╭─ Data for the task

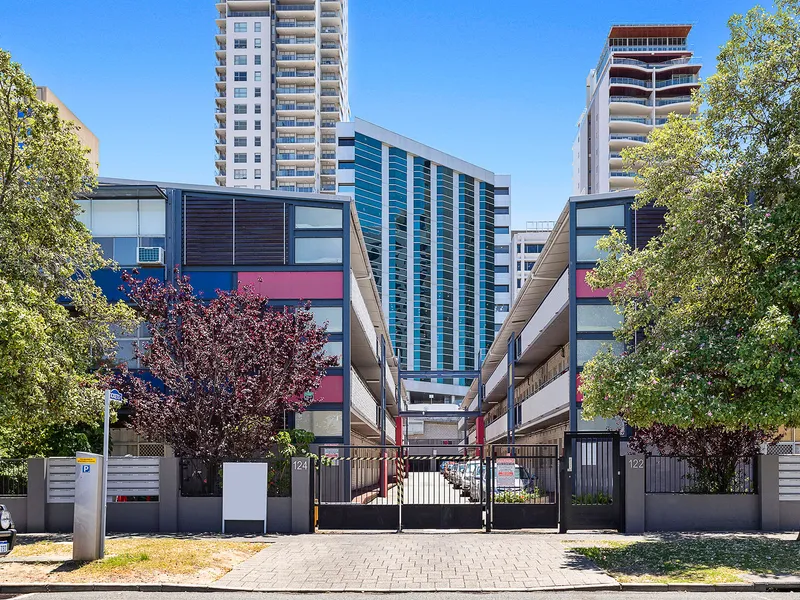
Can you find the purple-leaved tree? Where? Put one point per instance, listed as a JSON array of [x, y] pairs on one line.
[[230, 367]]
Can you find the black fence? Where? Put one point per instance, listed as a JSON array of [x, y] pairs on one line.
[[701, 475], [202, 478], [13, 477]]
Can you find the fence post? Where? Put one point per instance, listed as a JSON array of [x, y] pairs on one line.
[[36, 500], [169, 491], [301, 495], [768, 492], [634, 493]]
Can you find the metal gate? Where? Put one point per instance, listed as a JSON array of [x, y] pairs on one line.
[[592, 483], [399, 487], [522, 484]]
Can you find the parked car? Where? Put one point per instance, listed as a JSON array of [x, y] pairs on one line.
[[8, 535], [523, 482]]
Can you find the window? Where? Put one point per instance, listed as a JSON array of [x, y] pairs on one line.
[[586, 248], [322, 423], [334, 349], [331, 314], [601, 216], [598, 317], [318, 251], [308, 217], [588, 348]]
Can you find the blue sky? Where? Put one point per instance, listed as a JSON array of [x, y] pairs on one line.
[[500, 84]]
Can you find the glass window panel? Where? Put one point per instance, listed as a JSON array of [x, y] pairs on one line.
[[307, 217], [588, 348], [598, 317], [601, 216], [334, 349], [85, 213], [318, 250], [114, 217], [106, 246], [152, 217], [322, 423], [586, 248], [125, 250], [331, 314]]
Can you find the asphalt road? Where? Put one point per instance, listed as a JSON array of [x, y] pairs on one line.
[[409, 596]]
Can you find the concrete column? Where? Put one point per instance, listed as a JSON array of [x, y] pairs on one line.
[[169, 489], [37, 494], [302, 481], [634, 493], [768, 493]]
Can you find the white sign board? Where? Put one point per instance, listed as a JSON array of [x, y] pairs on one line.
[[505, 473], [244, 492]]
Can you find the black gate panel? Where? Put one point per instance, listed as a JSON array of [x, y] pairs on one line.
[[522, 484], [358, 516], [592, 482], [442, 516]]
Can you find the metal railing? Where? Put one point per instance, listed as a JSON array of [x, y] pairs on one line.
[[13, 477], [701, 475]]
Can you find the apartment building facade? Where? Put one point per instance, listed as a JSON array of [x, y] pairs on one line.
[[556, 325], [645, 72], [437, 232], [526, 245], [290, 247], [281, 87]]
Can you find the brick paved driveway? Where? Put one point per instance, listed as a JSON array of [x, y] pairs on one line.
[[416, 561]]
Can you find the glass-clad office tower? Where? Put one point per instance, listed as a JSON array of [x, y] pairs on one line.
[[437, 232]]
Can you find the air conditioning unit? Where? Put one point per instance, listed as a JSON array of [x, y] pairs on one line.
[[150, 255]]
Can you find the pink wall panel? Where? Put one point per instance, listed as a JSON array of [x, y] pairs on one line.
[[295, 285], [584, 290], [331, 389]]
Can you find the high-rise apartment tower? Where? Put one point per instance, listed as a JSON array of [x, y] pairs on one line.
[[281, 89], [645, 72]]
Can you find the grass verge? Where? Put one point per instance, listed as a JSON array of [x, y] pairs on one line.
[[696, 560]]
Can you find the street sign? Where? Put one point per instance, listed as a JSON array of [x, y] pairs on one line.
[[505, 473]]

╰─

> [Exercise aim] Print every record above exactly, with no pictures.

> [Exercise output]
Can you find the purple-leaved tree? Where? Put one point per instance, listed as a JSON array of [x, y] pairs on one line.
[[230, 367]]
Can you find the black fence? Where? Put one point per instance, listed as a JSON array of [x, y] pairs on one line.
[[701, 475], [202, 478], [13, 477]]
Can you find the fence post? Where? Put one point per instance, listed as a JSON array of [x, y] pairs on one line.
[[36, 500], [169, 491], [301, 495], [768, 492], [634, 493]]
Can you find the metal gate? Where? Put one point per instance, listed as a JSON array of [x, y] pairs on one line.
[[592, 483], [399, 487], [522, 484]]
Can you find the parked car? Where? Put one point per instance, listed as a JSON array of [x, y] pairs on one line.
[[8, 535], [523, 482]]
Can you find the window? Where? Put one point per instance, listed as a JSON array of [x, y] pairs on one line.
[[586, 248], [322, 423], [334, 349], [331, 314], [601, 216], [598, 317], [318, 251], [308, 217], [588, 348]]
Can you find the blue sky? Where? Put one point per instance, listed as a JSON array of [x, y] pairs on one line.
[[500, 84]]
Can you find the glass window panel? Where? Put one point per instance, listed as a JSON array of [x, y] pairs on one line.
[[307, 217], [588, 348], [598, 317], [601, 216], [334, 349], [85, 213], [318, 250], [114, 217], [106, 246], [152, 217], [322, 423], [586, 248], [125, 250], [331, 314]]
Can you find the asphalt road? Where? Put one point per instance, listed as a JSON array of [x, y] pairs on one line.
[[409, 596]]
Can you find the concrete column? Where? Put one point per instance, listed as a JSON array of [x, y] pairs on one line.
[[169, 489], [37, 494], [302, 481], [634, 493], [768, 493]]
Can you find the white sign board? Where? Put one point per instance, listed as a JSON array of [x, y] pairs on one line.
[[505, 473], [244, 492]]
Can you find the black gate panel? Where? Put one point per instance, listed as a JSON array of [x, y] pairs on one line.
[[522, 484], [358, 516], [592, 482], [442, 516]]
Can you find the metal railing? Where? Put one point per instance, listed as a JSON array of [x, y] pairs on one line.
[[13, 477], [701, 475]]
Can you find the apartment building facade? Where? Put one point per instance, listed as a JSON array of [x, y] pairs on one line.
[[556, 325], [645, 72], [437, 232], [526, 245], [290, 247], [281, 87]]
Can you find the brick paved driveway? Where? Put one point per instance, listed as a JSON array of [x, y] pairs on one line.
[[416, 561]]
Can you find the glass-clad office tower? Where? Put one point per instance, listed as a JSON array of [x, y] pairs on one line.
[[437, 232]]
Can you find the air conditioning unit? Where? Put one point per instance, listed as a JSON array of [x, y] pairs on one line.
[[150, 255]]
Can you find the pink wall panel? Where? Put one point per instance, listed as a JSON array of [x, y] pairs on one line.
[[295, 285], [584, 290], [331, 389]]
Can you find the high-rise apartment tower? Where? Put one point per instance, listed as a JSON array of [x, y] pairs on one line.
[[281, 89], [645, 72]]
Can you find the grass verge? Where? Put one point per instance, listed as a JSON array of [x, y] pairs on one line.
[[696, 560]]
Can you find the street sign? Where? Put one point per instance, listed as a JSON array of [x, y] pairs on one line.
[[505, 473]]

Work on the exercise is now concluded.